Exercise instructions: Below are several records. Retype exactly those lines running from the one with "Query: teenage boy with yellow cap" through the one with "with sunglasses, returned", end lines included, and no others.

Material for the task:
***
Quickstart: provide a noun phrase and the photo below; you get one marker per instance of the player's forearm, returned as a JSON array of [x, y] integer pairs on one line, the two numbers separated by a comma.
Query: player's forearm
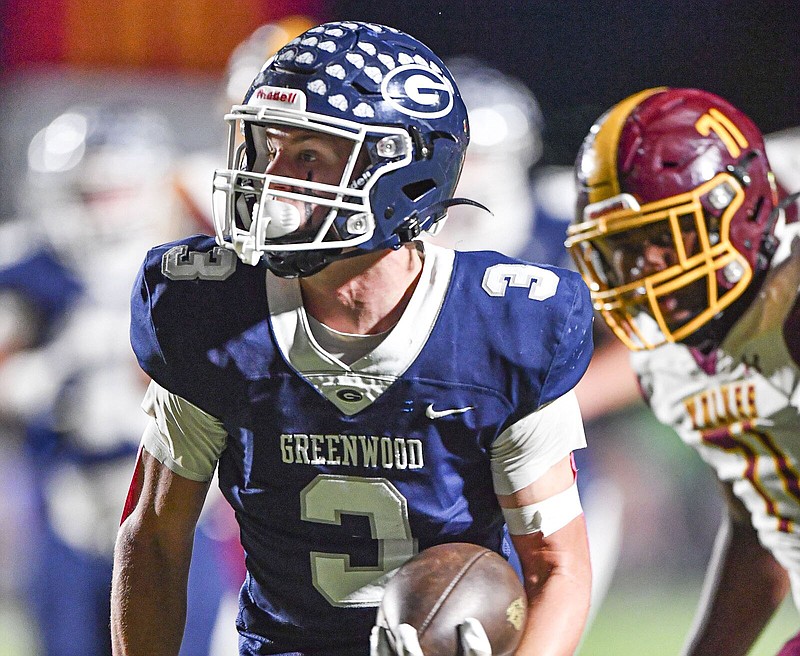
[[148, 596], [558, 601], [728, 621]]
***
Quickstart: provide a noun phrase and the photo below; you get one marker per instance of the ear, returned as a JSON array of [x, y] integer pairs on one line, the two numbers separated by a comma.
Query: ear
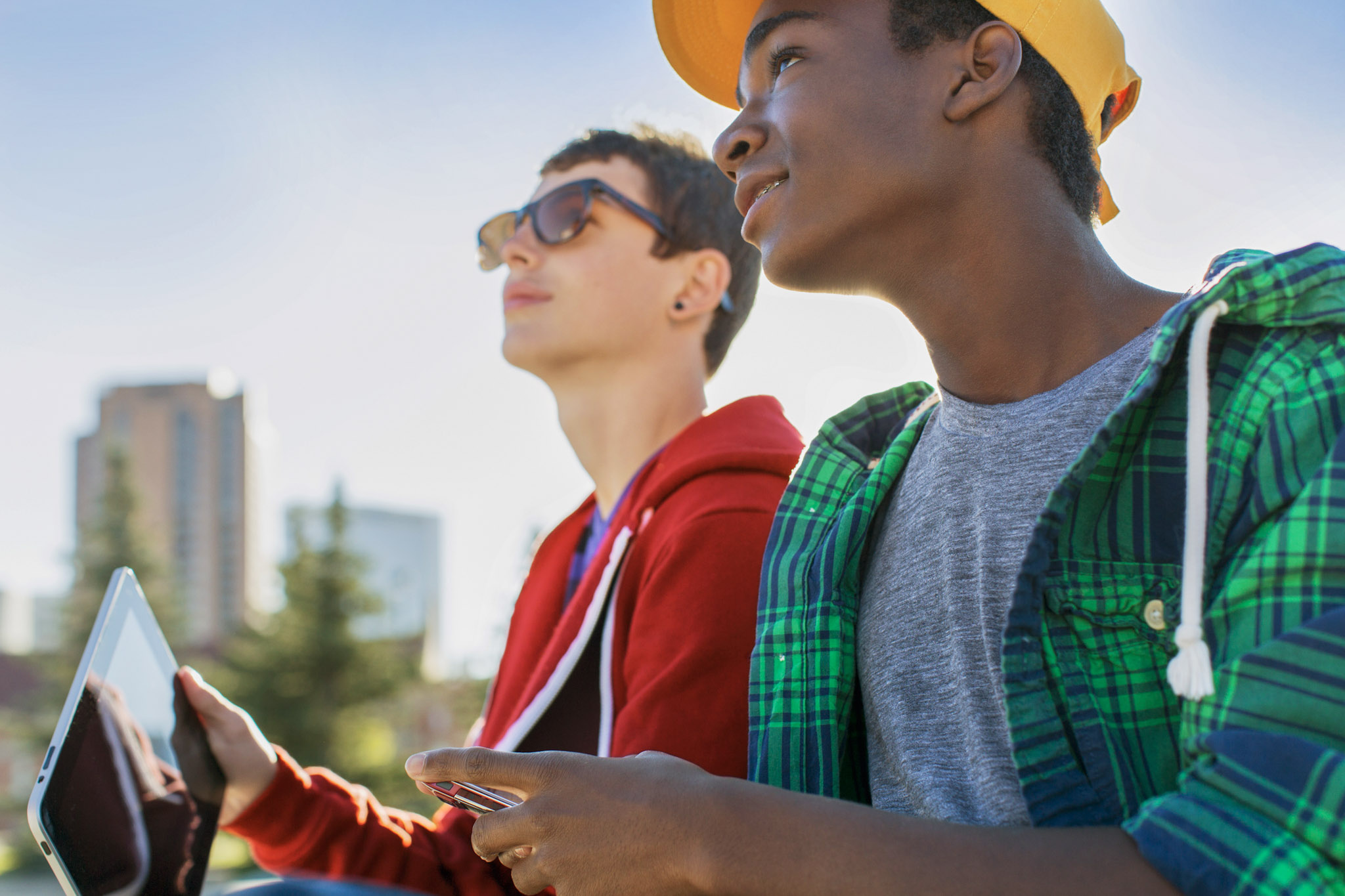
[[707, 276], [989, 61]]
***
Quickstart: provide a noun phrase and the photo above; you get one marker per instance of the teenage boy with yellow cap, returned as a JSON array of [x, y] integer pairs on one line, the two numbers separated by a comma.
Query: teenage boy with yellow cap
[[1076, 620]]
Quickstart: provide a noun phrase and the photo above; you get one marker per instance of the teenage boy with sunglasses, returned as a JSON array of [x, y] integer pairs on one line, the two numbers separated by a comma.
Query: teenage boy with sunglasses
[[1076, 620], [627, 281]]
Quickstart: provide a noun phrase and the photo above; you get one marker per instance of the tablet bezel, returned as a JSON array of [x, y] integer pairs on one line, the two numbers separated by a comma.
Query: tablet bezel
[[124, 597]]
***
Finished exercise:
Query: teenage boy with yellow cap
[[1076, 620]]
Quickstart: provide a noun phrase and the photo above; you get one marker per instance of the teenage boy with sunglasses, returned as a JSON array of [x, y] integer pairs on one line, the two numbers separated by a comma.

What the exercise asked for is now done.